> _EXERCISE TEXT_

2. Materials and Methods
2.1. Study Overview
We performed a single-center retrospective study at Loma Linda University Children’s Hospital. We included children aged 0–36 months admitted to the PICU, step-down ICU (SDICU), or pediatric cardiac ICU (PCTICU) with a clinical diagnosis of critical bronchiolitis requiring an ICU level of Respiratory Support (ICU-LRS). ICU-LRS was defined as requiring high-flow nasal cannula therapy (HFNC), non-invasive mechanical ventilation (NIMV), Continuous Positive Airway Pressure (CPAP), Bilevel Positive Airway Pressure (BIPAP), or invasive mechanical ventilation (IMV). We utilized the Virtual Pediatric Systems (VPS) ICU database as well as the Epic electronic medical record to identify patients via bronchiolitis diagnosis code.
We utilized the Critical Bronchiolitis Score (CBS), a validated tool that predicts ICU-LRS and ICU-LOS, to control for illness severity. The CBS is a score derived from a retrospective database study spanning 128 North American PICUs, utilizing 14,478 children admitted to PICUs with a primary diagnosis of bronchiolitis and with ICU-level of respiratory support. It utilizes 12 patient-level variables to determine ICU-level respiratory support and also length of stay [13]. We extended the age cut-off to 36 months to reflect real-world practice, as physicians often treated children just over 24 months as bronchiolitis, and excluding them risked introducing selection bias by omitting clinically similar cases.
The study period spanned from 1 January 2022 to 31 December 2022. Children with a history of cardiac surgery within seven days, readmission to PICU during the same hospitalization, tracheostomy dependence, and age greater than 3 years were excluded. As our aim was to determine the impact of acute viral bronchiolitis, patients who were exposed to cardiac surgery were excluded in order to remove the confounding variable of cardiac dysfunction. Similarly, if patients had a readmission to the PICU during the same hospitalization, we would not expect this to be typical of the course of acute viral bronchiolitis, and therefore these patients were excluded. The study was approved by the Institutional Review Board at Loma Linda University Children’s Hospital.
2.2. Outcome Measure
The primary outcome measures were ICU-LOS and ICU-LRS. Patients were divided into two groups for analysis: those who received CXRs and those who did not. CXRs were counted as received if they occurred in the ER prior to or during the ICU admission. Actual ICU-LOS and ICU-LRS were measured for patients admitted to the PICU, SDICU, and PCTICU.
The predicted ICU-LOS and ICU-LRS were calculated for both the CXR and no-CXR groups using the Critical Bronchiolitis Score (CBS) [13]. The difference between actual and predicted values for ICU-LOS and ICU-LRS was then analyzed to compare the effect on outcomes between the two groups.
2.3. Data Collection
Variables collected from each patient included demographic data, past medical history, past surgical history, home-oxygen use, day-of-illness on presentation, month and year of presentation, presence of viral infection, ICU-LOS, hospital LOS, type and duration of respiratory support, CXR status, and use of antibiotics, bronchodilators, steroids, or nebulized hypertonic saline. Data was also collected for additional imaging modalities, including lung ultrasound, chest computed tomography (CT), and echocardiography, with associated relevant findings.

> _GIVEN INFORMATION_
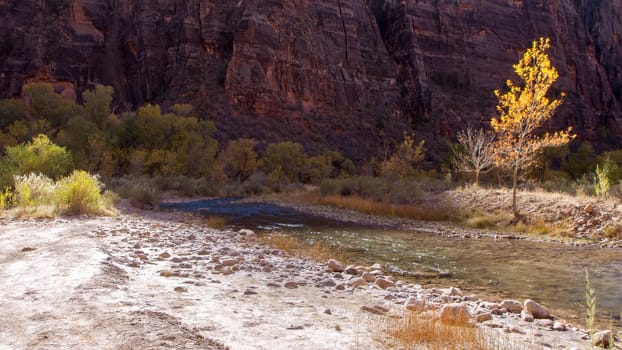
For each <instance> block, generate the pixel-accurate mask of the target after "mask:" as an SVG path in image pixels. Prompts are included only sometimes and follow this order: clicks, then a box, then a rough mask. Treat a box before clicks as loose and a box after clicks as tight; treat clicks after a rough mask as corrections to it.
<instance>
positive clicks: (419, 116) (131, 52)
mask: <svg viewBox="0 0 622 350" xmlns="http://www.w3.org/2000/svg"><path fill="white" fill-rule="evenodd" d="M621 33H622V4H621V3H620V2H619V1H613V0H610V1H607V0H546V1H545V0H486V1H484V0H462V1H454V0H451V1H450V0H407V1H406V0H404V1H394V0H220V1H213V0H109V1H102V0H0V97H10V96H16V95H19V93H20V88H21V86H22V84H23V83H24V82H26V81H37V80H44V81H54V82H59V84H58V86H59V89H66V90H68V91H67V92H66V94H68V95H71V94H74V95H76V96H79V92H80V91H82V90H84V89H86V88H89V87H92V86H93V85H94V84H97V83H100V84H106V85H112V86H113V87H114V88H115V91H116V102H115V103H116V107H117V108H118V109H126V108H130V107H133V106H138V105H140V104H143V103H145V102H153V103H162V104H164V105H167V104H171V103H177V102H190V103H193V104H195V105H196V106H198V108H199V110H200V111H201V113H202V114H203V115H206V116H208V117H211V118H214V119H215V120H216V122H217V125H218V126H219V127H220V128H221V130H222V135H221V136H222V137H223V138H227V137H239V136H246V137H255V138H258V139H262V140H270V141H272V140H279V139H297V140H299V141H301V142H303V143H304V144H305V146H306V147H307V148H308V149H309V150H312V151H319V150H321V148H322V147H324V146H325V145H330V147H332V148H339V149H340V150H342V151H343V152H345V153H347V154H348V155H350V156H352V157H354V158H356V159H363V158H364V157H366V156H367V155H368V154H373V153H377V152H375V150H376V151H377V150H379V149H382V148H383V147H386V146H387V144H388V143H390V140H392V139H399V138H400V136H401V135H402V132H403V131H404V130H408V129H409V128H410V127H413V128H414V130H415V131H416V132H417V133H419V134H420V135H425V136H426V137H427V138H428V139H429V142H428V143H429V144H431V145H432V144H440V143H442V142H443V141H441V140H443V139H444V138H451V137H452V136H453V135H454V134H455V132H456V131H457V130H459V129H461V128H463V127H464V126H465V125H466V124H467V123H471V124H474V125H477V126H479V125H480V124H481V125H483V124H486V123H487V121H488V120H489V119H490V117H491V116H493V115H494V108H495V104H496V99H495V97H494V95H493V94H492V91H493V90H494V89H497V88H502V87H503V84H504V82H505V80H506V79H513V78H514V76H513V75H512V64H514V63H515V62H516V61H518V59H519V58H520V56H521V52H522V51H524V50H525V48H526V47H528V46H529V45H530V42H531V41H532V40H533V39H535V38H537V37H540V36H548V37H551V40H552V46H553V48H552V49H551V51H550V54H551V56H552V60H553V63H554V64H555V66H556V67H557V68H558V69H559V71H560V79H559V82H558V83H557V84H556V85H555V90H556V91H562V90H563V91H566V92H567V98H566V103H565V104H564V106H563V108H562V109H561V110H560V111H559V112H558V114H557V116H556V118H555V119H554V120H553V121H552V122H551V127H559V126H564V125H567V124H570V125H573V126H574V127H575V130H576V131H577V132H578V133H579V134H580V136H581V138H583V139H587V140H591V141H598V142H600V143H601V144H604V146H605V147H606V146H609V147H620V146H622V136H620V135H622V134H621V133H620V132H621V131H622V107H621V104H622V45H621V44H620V35H621Z"/></svg>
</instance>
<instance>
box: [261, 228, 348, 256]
mask: <svg viewBox="0 0 622 350" xmlns="http://www.w3.org/2000/svg"><path fill="white" fill-rule="evenodd" d="M261 241H262V242H263V243H264V244H266V245H268V246H270V247H273V248H275V249H278V250H280V251H283V252H285V253H287V254H289V255H292V256H295V257H299V258H303V259H309V260H313V261H317V262H326V261H328V260H329V259H337V260H339V261H341V262H345V261H347V260H348V259H347V256H346V254H344V252H343V251H340V250H339V249H336V248H334V247H332V246H331V245H329V244H326V243H321V242H309V241H307V240H303V239H301V238H297V237H294V236H288V235H284V234H272V235H266V236H261Z"/></svg>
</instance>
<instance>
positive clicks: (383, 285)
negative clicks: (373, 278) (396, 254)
mask: <svg viewBox="0 0 622 350" xmlns="http://www.w3.org/2000/svg"><path fill="white" fill-rule="evenodd" d="M374 285H375V286H376V287H379V288H381V289H387V288H395V283H393V282H391V281H389V280H385V279H384V278H377V279H376V281H375V282H374Z"/></svg>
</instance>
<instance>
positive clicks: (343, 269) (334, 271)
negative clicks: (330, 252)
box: [327, 259, 345, 272]
mask: <svg viewBox="0 0 622 350" xmlns="http://www.w3.org/2000/svg"><path fill="white" fill-rule="evenodd" d="M327 265H328V268H329V269H331V270H332V271H333V272H343V270H344V269H345V268H344V267H343V264H342V263H341V262H339V261H337V260H335V259H330V260H328V263H327Z"/></svg>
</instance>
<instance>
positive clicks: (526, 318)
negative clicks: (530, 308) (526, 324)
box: [520, 310, 533, 322]
mask: <svg viewBox="0 0 622 350" xmlns="http://www.w3.org/2000/svg"><path fill="white" fill-rule="evenodd" d="M520 318H521V320H523V321H525V322H533V315H532V314H531V313H530V312H527V311H525V310H523V311H521V312H520Z"/></svg>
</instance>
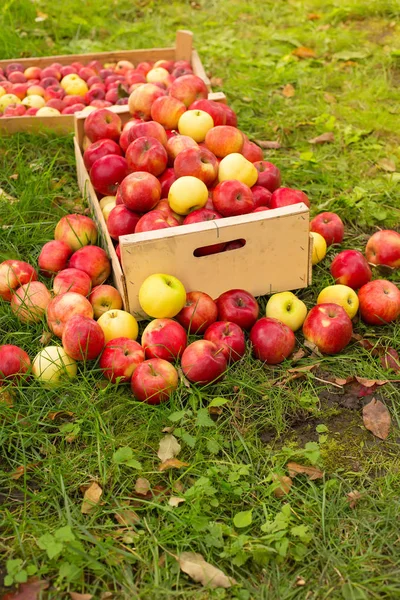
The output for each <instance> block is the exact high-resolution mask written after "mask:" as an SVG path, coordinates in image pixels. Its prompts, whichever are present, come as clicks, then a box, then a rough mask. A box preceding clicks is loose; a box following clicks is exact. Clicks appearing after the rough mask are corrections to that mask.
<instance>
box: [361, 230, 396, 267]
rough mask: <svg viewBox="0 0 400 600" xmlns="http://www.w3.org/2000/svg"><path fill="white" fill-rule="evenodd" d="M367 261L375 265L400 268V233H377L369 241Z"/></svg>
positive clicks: (369, 239)
mask: <svg viewBox="0 0 400 600" xmlns="http://www.w3.org/2000/svg"><path fill="white" fill-rule="evenodd" d="M365 256H366V257H367V261H368V262H369V263H372V264H373V265H385V266H387V267H392V268H393V269H398V268H399V267H400V233H398V232H397V231H393V230H391V229H383V230H382V231H377V232H376V233H374V234H373V235H372V236H371V237H370V238H369V240H368V242H367V246H366V248H365Z"/></svg>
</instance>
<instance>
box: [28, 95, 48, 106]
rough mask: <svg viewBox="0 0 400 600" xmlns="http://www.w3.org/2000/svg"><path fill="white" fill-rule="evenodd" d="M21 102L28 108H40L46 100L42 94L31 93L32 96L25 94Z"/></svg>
mask: <svg viewBox="0 0 400 600" xmlns="http://www.w3.org/2000/svg"><path fill="white" fill-rule="evenodd" d="M22 104H23V105H24V106H27V107H28V108H42V106H44V105H45V104H46V102H45V100H44V98H43V97H42V96H39V95H38V94H32V96H26V98H24V99H23V100H22Z"/></svg>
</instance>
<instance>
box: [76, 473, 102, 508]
mask: <svg viewBox="0 0 400 600" xmlns="http://www.w3.org/2000/svg"><path fill="white" fill-rule="evenodd" d="M102 493H103V490H102V489H101V487H100V486H99V484H98V483H96V482H95V481H93V483H91V484H90V486H89V487H88V488H87V490H86V491H85V493H84V495H83V502H82V506H81V513H82V514H84V515H88V514H89V513H90V512H92V510H93V509H94V508H95V506H96V504H98V503H99V502H100V498H101V495H102Z"/></svg>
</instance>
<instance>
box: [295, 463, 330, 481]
mask: <svg viewBox="0 0 400 600" xmlns="http://www.w3.org/2000/svg"><path fill="white" fill-rule="evenodd" d="M286 466H287V468H288V471H289V475H290V477H296V475H307V477H308V478H309V480H310V481H313V480H314V479H321V478H322V477H323V476H324V474H323V472H322V471H320V470H319V469H317V467H307V466H304V465H299V464H298V463H293V462H289V463H287V465H286Z"/></svg>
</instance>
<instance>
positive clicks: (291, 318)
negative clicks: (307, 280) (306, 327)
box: [265, 292, 307, 331]
mask: <svg viewBox="0 0 400 600" xmlns="http://www.w3.org/2000/svg"><path fill="white" fill-rule="evenodd" d="M265 316H266V317H271V318H272V319H278V321H281V322H282V323H284V324H285V325H287V326H288V327H290V329H291V330H292V331H297V330H298V329H300V327H301V326H302V325H303V323H304V320H305V318H306V316H307V307H306V305H305V304H304V302H303V301H302V300H300V298H297V296H295V295H294V294H293V293H292V292H279V294H274V295H273V296H271V298H270V299H269V300H268V302H267V307H266V311H265Z"/></svg>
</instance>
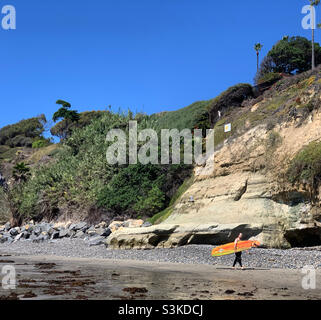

> _TASK_
From the study methods text, reproduce the passage that begins at the words "2. Materials and" and stops after the words "bronchiolitis diagnosis code.".

> _SOLUTION FOR THIS TASK_
2. Materials and Methods
2.1. Study Overview
We performed a single-center retrospective study at Loma Linda University Children’s Hospital. We included children aged 0–36 months admitted to the PICU, step-down ICU (SDICU), or pediatric cardiac ICU (PCTICU) with a clinical diagnosis of critical bronchiolitis requiring an ICU level of Respiratory Support (ICU-LRS). ICU-LRS was defined as requiring high-flow nasal cannula therapy (HFNC), non-invasive mechanical ventilation (NIMV), Continuous Positive Airway Pressure (CPAP), Bilevel Positive Airway Pressure (BIPAP), or invasive mechanical ventilation (IMV). We utilized the Virtual Pediatric Systems (VPS) ICU database as well as the Epic electronic medical record to identify patients via bronchiolitis diagnosis code.